▼

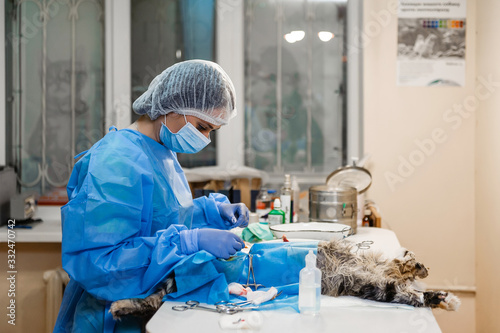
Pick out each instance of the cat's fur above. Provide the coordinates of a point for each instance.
(344, 273)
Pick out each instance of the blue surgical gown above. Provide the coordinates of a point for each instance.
(129, 203)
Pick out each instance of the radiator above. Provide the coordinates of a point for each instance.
(55, 281)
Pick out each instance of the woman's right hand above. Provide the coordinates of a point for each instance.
(220, 243)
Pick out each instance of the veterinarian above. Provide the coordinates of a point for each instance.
(130, 215)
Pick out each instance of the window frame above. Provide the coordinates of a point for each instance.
(230, 55)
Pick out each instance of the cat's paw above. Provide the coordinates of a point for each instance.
(442, 300)
(123, 308)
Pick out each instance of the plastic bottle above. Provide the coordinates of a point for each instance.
(263, 203)
(310, 286)
(287, 199)
(295, 199)
(368, 219)
(276, 216)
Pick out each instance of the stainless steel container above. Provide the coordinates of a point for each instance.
(333, 204)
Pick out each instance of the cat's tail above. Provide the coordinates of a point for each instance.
(142, 307)
(442, 300)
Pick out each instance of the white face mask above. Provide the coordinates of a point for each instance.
(187, 140)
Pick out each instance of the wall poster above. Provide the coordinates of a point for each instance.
(431, 43)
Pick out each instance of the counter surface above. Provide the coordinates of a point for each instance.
(48, 231)
(338, 314)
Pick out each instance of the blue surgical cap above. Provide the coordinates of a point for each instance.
(195, 87)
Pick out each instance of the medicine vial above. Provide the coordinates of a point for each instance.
(310, 286)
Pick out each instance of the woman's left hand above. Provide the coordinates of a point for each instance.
(234, 215)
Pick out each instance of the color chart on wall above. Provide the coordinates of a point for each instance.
(431, 43)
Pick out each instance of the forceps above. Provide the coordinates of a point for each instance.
(250, 270)
(195, 305)
(364, 245)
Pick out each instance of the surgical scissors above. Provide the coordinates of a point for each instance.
(195, 305)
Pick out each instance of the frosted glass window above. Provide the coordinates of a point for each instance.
(295, 85)
(55, 87)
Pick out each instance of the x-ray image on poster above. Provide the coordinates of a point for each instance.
(431, 43)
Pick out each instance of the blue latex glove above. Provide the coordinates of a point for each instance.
(220, 243)
(234, 215)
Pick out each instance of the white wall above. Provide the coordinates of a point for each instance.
(487, 172)
(433, 209)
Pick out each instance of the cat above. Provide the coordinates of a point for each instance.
(345, 272)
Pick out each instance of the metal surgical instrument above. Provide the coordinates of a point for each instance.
(195, 305)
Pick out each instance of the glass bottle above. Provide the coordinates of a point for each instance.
(276, 216)
(286, 198)
(263, 203)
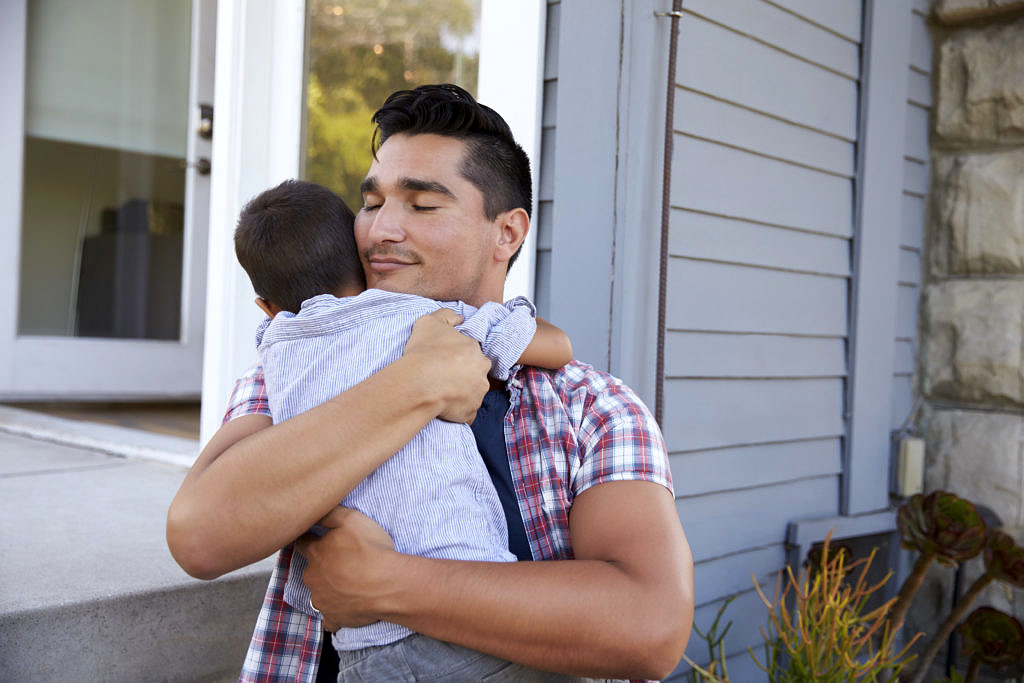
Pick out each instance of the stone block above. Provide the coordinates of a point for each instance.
(950, 11)
(978, 456)
(972, 341)
(981, 85)
(979, 214)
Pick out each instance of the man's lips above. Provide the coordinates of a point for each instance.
(387, 264)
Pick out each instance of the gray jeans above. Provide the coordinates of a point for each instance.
(418, 657)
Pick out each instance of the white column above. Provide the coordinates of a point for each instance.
(257, 139)
(511, 82)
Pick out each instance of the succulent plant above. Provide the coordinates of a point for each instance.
(991, 637)
(942, 524)
(1005, 559)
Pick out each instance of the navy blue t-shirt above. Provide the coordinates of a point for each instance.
(488, 428)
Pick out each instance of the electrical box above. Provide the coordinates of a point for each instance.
(910, 466)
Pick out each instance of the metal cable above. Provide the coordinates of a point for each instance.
(663, 286)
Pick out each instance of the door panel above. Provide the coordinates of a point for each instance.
(112, 196)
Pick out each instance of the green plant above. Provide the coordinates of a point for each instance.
(820, 629)
(991, 637)
(940, 526)
(716, 650)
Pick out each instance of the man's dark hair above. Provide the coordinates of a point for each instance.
(296, 242)
(494, 162)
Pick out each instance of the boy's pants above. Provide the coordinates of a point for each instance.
(418, 657)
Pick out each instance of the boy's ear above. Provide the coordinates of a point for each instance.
(513, 229)
(267, 307)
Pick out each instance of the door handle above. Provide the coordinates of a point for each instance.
(202, 165)
(205, 129)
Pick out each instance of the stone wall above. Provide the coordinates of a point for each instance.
(972, 350)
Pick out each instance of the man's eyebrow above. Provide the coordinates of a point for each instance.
(420, 185)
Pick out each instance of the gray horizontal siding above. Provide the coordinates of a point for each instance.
(915, 182)
(759, 280)
(544, 220)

▲

Task prompt: Look above for the line containing "Pick out each instance of the succulent"; copy from it through the last line, exactly, and nothing more.

Written solution:
Pick out each instance of the succulent plant above. Provide the coordinates of a point for each instance.
(991, 637)
(942, 524)
(1005, 559)
Pick out each instance of the navy blue t-shirt above. Provide the coordinates of a point for each instance.
(488, 428)
Pick out each instance of the electrical box above. Provide the coordinates of a point for each instance.
(910, 466)
Pick out each instance of the metal cable above. Provide the coordinates of a point for each instance.
(663, 286)
Pick out each instance of the door panel above. Provide the coordinates of a point for each instance.
(112, 196)
Pick out each instance of the green plant above. Provide the coordinates of a point for each instance.
(820, 629)
(991, 637)
(940, 526)
(716, 650)
Pick out each instance of the man's dark hair above. Provide the coordinates of a point for each instance.
(296, 242)
(494, 162)
Pick out each instance of the boy's pants above. Provide the coordinates of a point for each instance.
(418, 657)
Pick out each instance of the boy's ear above. Provide the coordinates of a point for each instance.
(513, 229)
(267, 307)
Pick out each instance of the door handle above. Provide the coordinates of a point for each instance.
(202, 165)
(205, 129)
Pick out each instance of the stone wall above. Provide the coordinates of a point for each instance.
(972, 350)
Pick out each instance of the man's eyebrow above. Provide the coordinates of a point for each instance.
(420, 185)
Pick out each instance of the gray horizontal siding above. Provide the coordinates of a point for each instance.
(915, 182)
(759, 280)
(544, 220)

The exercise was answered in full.